Task inputs:
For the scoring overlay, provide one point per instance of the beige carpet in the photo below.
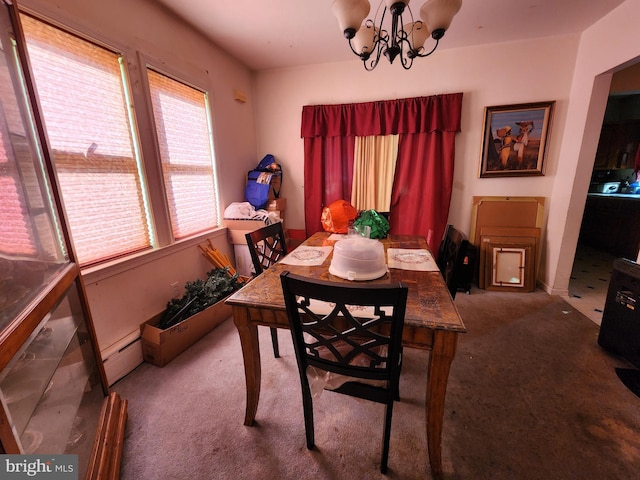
(531, 396)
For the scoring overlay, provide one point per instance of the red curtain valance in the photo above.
(402, 116)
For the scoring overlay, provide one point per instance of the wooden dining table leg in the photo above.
(251, 355)
(442, 354)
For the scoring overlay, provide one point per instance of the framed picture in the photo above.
(514, 141)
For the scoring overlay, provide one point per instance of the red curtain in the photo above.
(424, 172)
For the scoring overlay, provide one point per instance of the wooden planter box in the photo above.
(159, 346)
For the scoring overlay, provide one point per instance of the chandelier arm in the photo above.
(418, 54)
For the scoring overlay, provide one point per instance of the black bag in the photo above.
(263, 182)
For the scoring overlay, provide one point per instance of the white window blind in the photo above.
(85, 106)
(184, 137)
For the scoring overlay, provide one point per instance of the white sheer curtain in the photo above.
(373, 169)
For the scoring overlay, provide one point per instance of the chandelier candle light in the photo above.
(369, 40)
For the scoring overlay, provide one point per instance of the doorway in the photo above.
(605, 235)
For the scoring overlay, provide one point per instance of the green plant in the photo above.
(199, 295)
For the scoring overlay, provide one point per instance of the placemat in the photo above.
(411, 259)
(305, 255)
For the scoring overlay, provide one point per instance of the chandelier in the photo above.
(369, 40)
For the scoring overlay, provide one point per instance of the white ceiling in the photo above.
(267, 34)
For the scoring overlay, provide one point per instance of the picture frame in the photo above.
(515, 139)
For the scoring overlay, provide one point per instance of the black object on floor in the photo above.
(631, 379)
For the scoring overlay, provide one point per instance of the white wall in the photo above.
(563, 69)
(519, 72)
(608, 45)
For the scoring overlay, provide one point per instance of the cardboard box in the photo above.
(159, 347)
(237, 229)
(277, 204)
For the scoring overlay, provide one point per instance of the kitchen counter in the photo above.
(610, 223)
(630, 196)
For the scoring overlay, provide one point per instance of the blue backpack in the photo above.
(263, 182)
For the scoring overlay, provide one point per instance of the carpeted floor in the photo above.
(531, 396)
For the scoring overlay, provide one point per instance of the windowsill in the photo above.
(105, 270)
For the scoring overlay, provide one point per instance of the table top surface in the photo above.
(429, 304)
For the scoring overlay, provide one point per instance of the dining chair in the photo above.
(353, 332)
(267, 245)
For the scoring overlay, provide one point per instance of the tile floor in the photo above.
(589, 281)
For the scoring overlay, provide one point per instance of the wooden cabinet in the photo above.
(611, 223)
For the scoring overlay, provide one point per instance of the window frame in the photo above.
(145, 63)
(134, 64)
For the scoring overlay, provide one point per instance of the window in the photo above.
(183, 128)
(85, 105)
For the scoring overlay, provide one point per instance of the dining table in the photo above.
(432, 321)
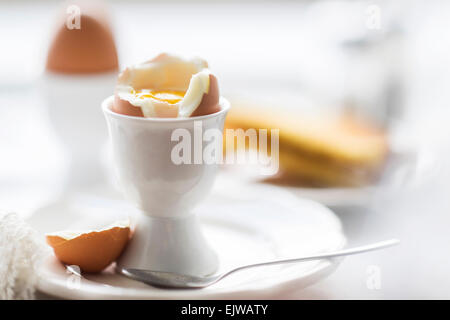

What the task asks: For this exercise, write the listing out again exactly, excluding all images.

Completed task:
For the scoring overlay, provide one point per instance of the beige carpet in the photo below.
(531, 396)
For the scoring overlay, provide one point per instance of the red curtain valance in the photo above.
(402, 116)
For the scoring overlay, provide one point per instance of the wooden dining table leg in the photo above.
(251, 355)
(442, 354)
For the scoring overlay, provide one point per instance of the framed picture in the photo above.
(514, 141)
For the scoring overlay, provide one point per instance of the red curtain in the photo above.
(424, 172)
For the scoring overlay, provide one point per instance of the wooden planter box in the photo above.
(159, 346)
For the scoring overlay, provide one point per instance of the chandelier arm in the photo above.
(418, 54)
For the scoring overlay, provide one point per instance of the black bag in the photo above.
(263, 182)
For the scoring overlay, provide one point per instance of the white window blind in the photo above.
(85, 106)
(184, 137)
For the scoring overlay, provide one point per instance of the white sheer curtain in the photo above.
(373, 169)
For the scoring overlay, provide one point per instance of the chandelier candle light in the photo above.
(369, 40)
For the scoring overlay, provide one point per instance of the doorway in the photo above.
(605, 235)
For the scoring overlay, provide one point per instance of the green plant in the photo above.
(199, 295)
For the scoring overlay, provide one point per instance of the placemat in the photo above.
(411, 259)
(305, 255)
For the scoring overlay, provide one point per instance of the chandelier in the photo above.
(369, 40)
For the scoring overlay, provide one point per instance of the white ceiling in the photo above.
(267, 34)
For the scoring overlay, provide one point per instance of the picture frame in the photo above.
(515, 139)
For the scoring overlay, provide one point per instance of the black object on floor in the photo above.
(631, 379)
For the scoring overlay, provide one point per instance of the white wall in the photo above.
(563, 69)
(519, 72)
(608, 45)
For the scoring overlay, provide one point per instance of the cardboard box in the photo above.
(159, 347)
(237, 229)
(277, 204)
For the scoring overlay, provide one point per instance of the kitchen counter in the photo above.
(610, 223)
(630, 196)
For the scoring overlay, provide one point per instance of the blue backpack in the photo above.
(263, 182)
For the scoring overlay, provide one point per instance of the carpeted floor in the photo above.
(531, 396)
For the scoring overlay, provide one point per instance of the windowsill in the photo above.
(105, 270)
For the scoring overlay, provide one point per instance of the table top surface in the photo above.
(429, 304)
For the scoring overlay, provide one point per instance of the dining chair in the photo above.
(353, 332)
(267, 245)
For the scoring overlay, provide one point per instance of the tile floor in the photo above.
(589, 281)
For the scoring overlay, provide one point per instance of the wooden cabinet in the photo above.
(611, 223)
For the scoring overlay, provide one point per instance of the window frame in the photo above.
(145, 63)
(134, 64)
For the scoring overlay, provide one point per instance of the window in the photo above.
(183, 128)
(85, 105)
For the scoring overlay, provide one point per instance of the dining table in the photo above.
(432, 321)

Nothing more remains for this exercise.